YOUR TASK: Edit the material below so that every "Report the coordinates" becomes "Give the positions", with everything else kept the same. Leave the pictures out of your version.

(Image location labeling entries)
>> start

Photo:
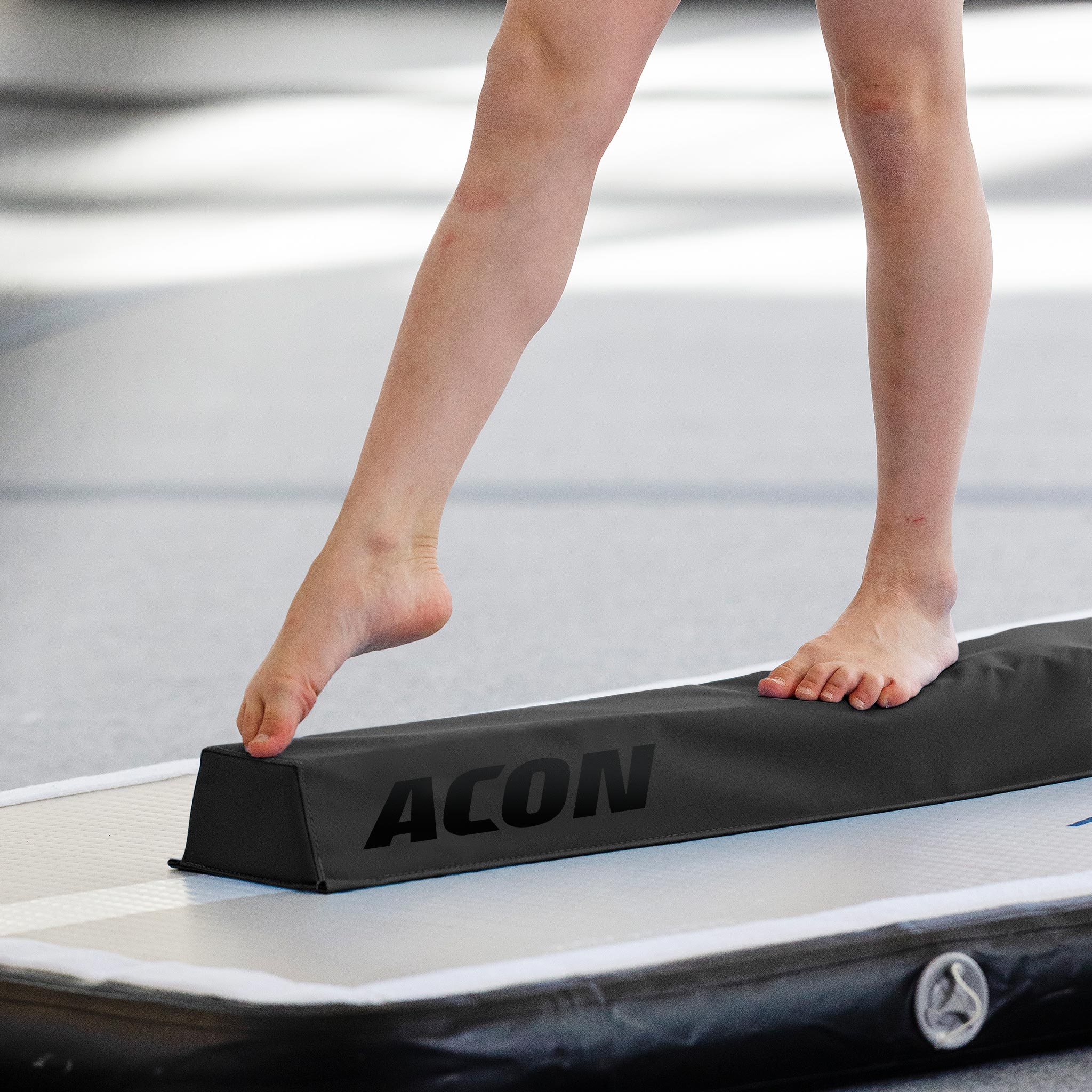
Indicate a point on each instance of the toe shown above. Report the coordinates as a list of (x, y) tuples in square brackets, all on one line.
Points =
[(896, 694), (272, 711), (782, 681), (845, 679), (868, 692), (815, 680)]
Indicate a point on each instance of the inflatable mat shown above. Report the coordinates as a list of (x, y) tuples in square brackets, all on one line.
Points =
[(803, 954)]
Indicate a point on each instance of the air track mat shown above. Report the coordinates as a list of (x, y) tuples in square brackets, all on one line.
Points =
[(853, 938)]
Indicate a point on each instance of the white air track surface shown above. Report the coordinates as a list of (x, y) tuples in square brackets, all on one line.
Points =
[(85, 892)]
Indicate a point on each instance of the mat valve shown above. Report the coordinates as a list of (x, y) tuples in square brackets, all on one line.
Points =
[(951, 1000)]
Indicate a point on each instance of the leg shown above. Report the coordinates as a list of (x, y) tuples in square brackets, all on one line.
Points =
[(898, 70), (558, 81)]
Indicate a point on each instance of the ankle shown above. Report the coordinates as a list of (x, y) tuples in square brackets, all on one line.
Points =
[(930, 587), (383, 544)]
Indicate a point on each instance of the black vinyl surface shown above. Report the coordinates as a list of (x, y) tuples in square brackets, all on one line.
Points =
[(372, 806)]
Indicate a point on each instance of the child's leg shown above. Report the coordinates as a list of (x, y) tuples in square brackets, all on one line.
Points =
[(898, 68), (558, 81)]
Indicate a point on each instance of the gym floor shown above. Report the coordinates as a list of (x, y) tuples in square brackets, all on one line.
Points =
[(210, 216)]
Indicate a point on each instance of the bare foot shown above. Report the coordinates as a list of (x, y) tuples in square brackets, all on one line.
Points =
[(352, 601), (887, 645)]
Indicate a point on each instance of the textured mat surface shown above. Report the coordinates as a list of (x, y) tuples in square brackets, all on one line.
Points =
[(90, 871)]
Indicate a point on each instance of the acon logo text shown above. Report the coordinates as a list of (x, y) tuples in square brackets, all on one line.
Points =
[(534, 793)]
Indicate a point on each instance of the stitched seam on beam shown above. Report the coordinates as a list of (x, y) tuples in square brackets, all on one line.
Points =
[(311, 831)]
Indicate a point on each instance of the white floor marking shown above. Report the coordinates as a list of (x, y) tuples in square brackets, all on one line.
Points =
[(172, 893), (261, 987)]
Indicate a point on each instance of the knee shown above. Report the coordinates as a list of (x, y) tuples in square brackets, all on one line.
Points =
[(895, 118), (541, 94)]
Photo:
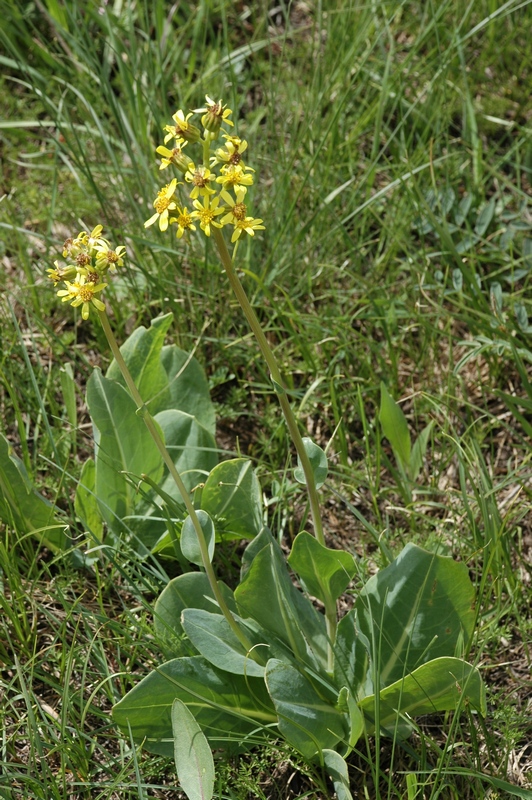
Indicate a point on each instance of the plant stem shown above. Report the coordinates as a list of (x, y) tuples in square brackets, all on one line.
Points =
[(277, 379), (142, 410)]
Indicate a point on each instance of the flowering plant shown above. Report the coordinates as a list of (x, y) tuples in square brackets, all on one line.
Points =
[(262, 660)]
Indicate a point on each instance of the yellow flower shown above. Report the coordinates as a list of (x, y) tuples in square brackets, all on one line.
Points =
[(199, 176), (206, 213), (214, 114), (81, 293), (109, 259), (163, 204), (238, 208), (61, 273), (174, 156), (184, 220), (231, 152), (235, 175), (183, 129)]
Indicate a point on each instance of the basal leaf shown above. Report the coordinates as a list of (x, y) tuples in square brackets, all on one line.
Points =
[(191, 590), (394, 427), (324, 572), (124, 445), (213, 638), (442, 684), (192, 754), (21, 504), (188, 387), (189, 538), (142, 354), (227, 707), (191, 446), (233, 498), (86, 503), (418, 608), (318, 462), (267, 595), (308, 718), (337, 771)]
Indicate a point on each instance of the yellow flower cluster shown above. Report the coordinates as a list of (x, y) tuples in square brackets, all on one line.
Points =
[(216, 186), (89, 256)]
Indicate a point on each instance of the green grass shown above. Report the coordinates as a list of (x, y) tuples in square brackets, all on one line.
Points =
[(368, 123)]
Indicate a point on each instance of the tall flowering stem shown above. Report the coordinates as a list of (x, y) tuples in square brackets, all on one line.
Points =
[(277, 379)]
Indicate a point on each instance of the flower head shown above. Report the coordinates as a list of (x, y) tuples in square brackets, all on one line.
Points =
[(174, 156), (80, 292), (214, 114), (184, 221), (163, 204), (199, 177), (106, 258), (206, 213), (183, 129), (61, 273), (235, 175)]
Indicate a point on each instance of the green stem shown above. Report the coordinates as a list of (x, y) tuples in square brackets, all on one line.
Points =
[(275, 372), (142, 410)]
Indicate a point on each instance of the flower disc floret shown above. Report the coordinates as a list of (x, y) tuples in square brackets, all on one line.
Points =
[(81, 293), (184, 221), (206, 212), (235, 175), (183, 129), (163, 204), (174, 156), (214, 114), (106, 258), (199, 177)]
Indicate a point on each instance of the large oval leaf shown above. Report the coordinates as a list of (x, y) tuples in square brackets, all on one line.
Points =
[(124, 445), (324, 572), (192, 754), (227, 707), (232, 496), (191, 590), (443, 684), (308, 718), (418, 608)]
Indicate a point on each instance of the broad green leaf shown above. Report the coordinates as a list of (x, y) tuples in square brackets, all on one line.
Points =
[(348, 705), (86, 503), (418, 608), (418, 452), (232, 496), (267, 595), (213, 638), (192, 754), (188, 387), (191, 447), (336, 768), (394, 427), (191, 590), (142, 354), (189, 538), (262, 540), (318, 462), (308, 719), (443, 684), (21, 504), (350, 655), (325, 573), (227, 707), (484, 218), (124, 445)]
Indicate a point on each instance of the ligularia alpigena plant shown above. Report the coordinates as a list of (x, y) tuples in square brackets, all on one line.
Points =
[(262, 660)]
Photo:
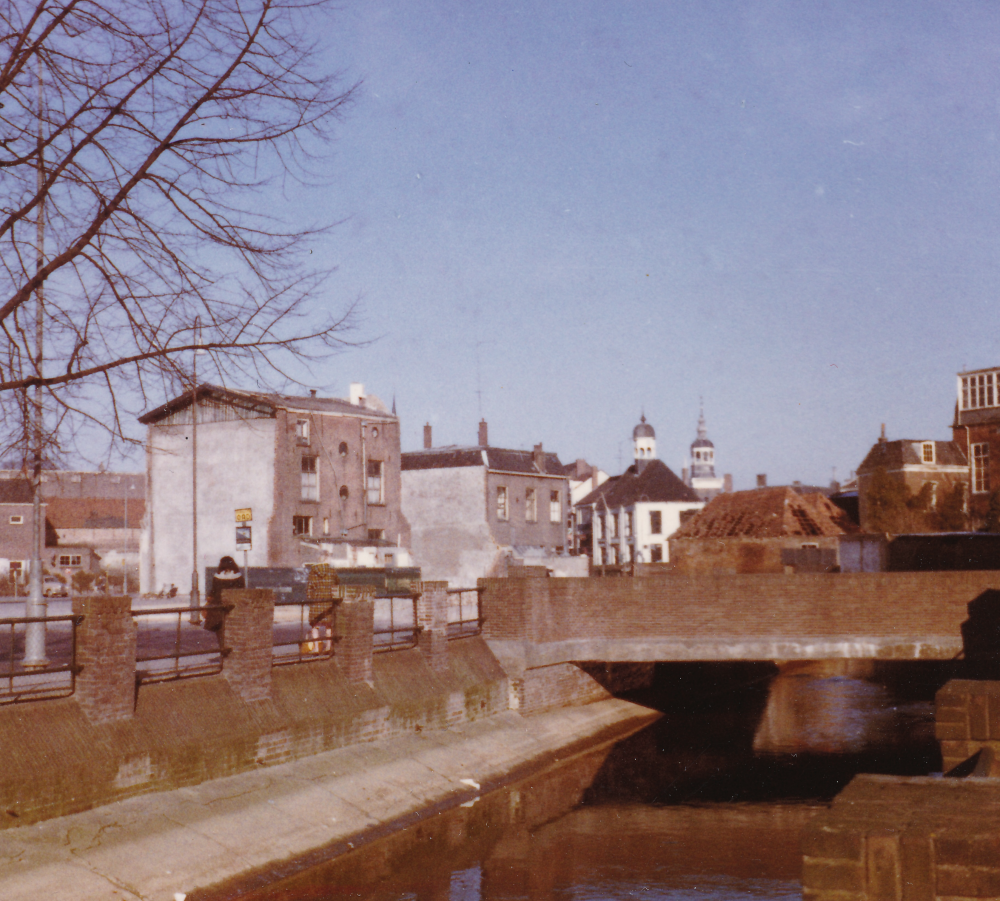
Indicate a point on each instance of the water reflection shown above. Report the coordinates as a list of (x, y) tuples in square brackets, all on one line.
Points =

>> end

FULL SOLUTION:
Photo:
Indicate a point on each instance of the toe shown above. Give the positions as a list of (x, y) tuples in square brackets, all on one line.
Points =
[(896, 694), (272, 711), (782, 681), (845, 679), (868, 692), (815, 680)]
Indicate a point on each instance of the inflatable mat shown above. Give the positions as a list of (x, y) tuples in square brackets, all on one line.
Points =
[(803, 954)]
Indicate a point on each instance of the air track mat shown above. Give the positions as a list of (x, y) tuples in square brackets, all on one line.
Points =
[(853, 938)]
Indicate a point on each instance of the white air track surface shown above. Give the positions as a list of (x, y) tuples in square brackets, all on one line.
Points =
[(85, 892)]
Indicate a point on each instance of the mat valve shown above. Give the positions as a list of (x, y) tuples in square brackets, all on one line.
Points =
[(951, 1000)]
Indicate a point on each instance of the leg shown above. Give the positions as a list of (x, y) tuples in square brackets, all on one line.
Points =
[(898, 70), (558, 81)]
Indicate a point on each instance of the ankle shown above. Give the positions as a list of (x, y) tuples in square brackets, all on one line.
Points =
[(930, 587), (383, 544)]
Indicate a point on each instance of the black vinyl surface shown above. Give the positions as a list of (x, y) tuples in square brackets, all on one line.
Points =
[(372, 806)]
Indicate a point on each instance of the child's leg shown above. Give the positions as a list of (x, y) tuples in square brackets, all on one line.
Points =
[(898, 68), (558, 81)]
Indicate a point on each instance of the gym floor shown above. Give the positions as a list of (x, y) tuples in square brackets, all on one line.
Points =
[(210, 216)]
Indicate a point on each instance of the bare foot shown above. Give the positions as a list of (x, y) tuples in square brackets, all on one line.
Points =
[(352, 601), (887, 645)]
Indicate a point on each instance of the textured mat surface shown above. Give the positions as a list of (x, y) tuples in square brackets, all on one line.
Points =
[(90, 871)]
Indicate a point on each instance of the acon logo text shown above. Give the positions as a list of (x, y) tuples in square brackets, all on one line.
Points =
[(534, 793)]
Indicate a point on each instance of the stitched seam on beam shown above. Give the positions as a list of (x, y) tuples in square brackets, all on one line.
Points =
[(311, 831)]
Indicate a point on each instance of the white floor marking shown above. Give the positions as a list of (x, y) tuples in square brackets, all on one line.
Points =
[(172, 893), (261, 987)]
Indicate a point on each instance of the knee shown above. Give the positions as a list of (x, y) tuples in square brackets, all on one line.
Points =
[(895, 118), (541, 94)]
Photo:
Indicate a point on each instance of the plant stem shown above. Give the positions as a list of (x, y) tuples in square brackets, all on one line.
Points =
[(277, 379), (142, 410)]
Indicate a point on each instance of the flowering plant shown above. Give the positions as a list of (x, y) tuples in square brackets, all on one line.
Points =
[(262, 660)]
Indicate a point on each instance of the yellow flower shown above. Give the positions as a list of (x, y) tuples in square brackets, all on one line.
Points =
[(199, 176), (206, 213), (214, 114), (81, 293), (109, 259), (163, 204), (238, 208), (61, 273), (174, 156), (184, 220), (231, 152), (235, 175), (183, 129)]
Indicate a point on each instance of the basal leaf shown above. Give the positions as a list of (x, y) tuples in square brackets, all on one line.
Points =
[(191, 590), (394, 427), (324, 572), (124, 445), (213, 638), (442, 684), (192, 754), (21, 504), (188, 387), (189, 538), (142, 354), (227, 707), (191, 446), (233, 498), (86, 503), (418, 608), (318, 462), (267, 595), (308, 718), (337, 771)]
Indicate a point on each instance of the yellow flower cluster shown above. Give the positions as a list of (x, y) tuples in square brackets, all on one line.
Points =
[(216, 186), (89, 256)]
Indicate a point on each instance of the green grass shown above. Give the positions as a list of (x, y) tuples in square brackets, all on one line.
Points =
[(368, 123)]
Indicate a point on each instance of the tall flowering stem shown above. Give the positions as a list of (x, y) tuples in square brackets, all on one line.
Points =
[(277, 379)]
Indicate a point on each instance of the flower head shown above. Give the positions as a list of (x, y) tuples in square brackets, all on one line.
Points =
[(174, 156), (80, 292), (214, 114), (184, 221), (163, 204), (199, 177), (106, 258), (206, 213), (183, 129), (61, 273), (235, 175)]
Indicate a point on each instance of the green stem shown above. Give the positions as a list of (x, y) tuples in square brackets, all on one line.
Points =
[(275, 372), (142, 410)]
Indicate a point on each instance of the flower disc floret shown above. Give the positions as a list of (x, y) tuples in square brackets, all on one line.
Points =
[(81, 293), (184, 221), (206, 212), (235, 175), (183, 129), (163, 204), (174, 156), (214, 114), (106, 258), (199, 177)]
Indicate a point on each instance of the large oval leaf shown above. Give the positions as a list of (x, y) tuples in square brackets, all on one line.
Points =
[(124, 445), (324, 572), (192, 754), (227, 707), (232, 496), (191, 590), (443, 684), (308, 718), (418, 608)]
Indicate a point on each instance of the broad green leaf shown above. Give the positions as a list of (x, y) tuples in square brackets, all on one line.
Points =
[(348, 705), (86, 503), (418, 608), (418, 452), (232, 496), (267, 595), (213, 638), (192, 754), (188, 387), (191, 447), (336, 768), (394, 427), (191, 590), (142, 354), (189, 538), (262, 540), (318, 462), (308, 719), (443, 684), (21, 504), (350, 655), (325, 573), (227, 707), (484, 218), (124, 445)]
Indicate a point on each instance of the ligularia alpigena plant shown above. Give the positions as a list of (x, y) tuples in square brackets, all on one line.
Points =
[(262, 660)]
Photo:
Indicate a point on each instance of the water reflection shown above. Give the positions as a list of (x, y) tuples in square brackets, all on one line.
Points =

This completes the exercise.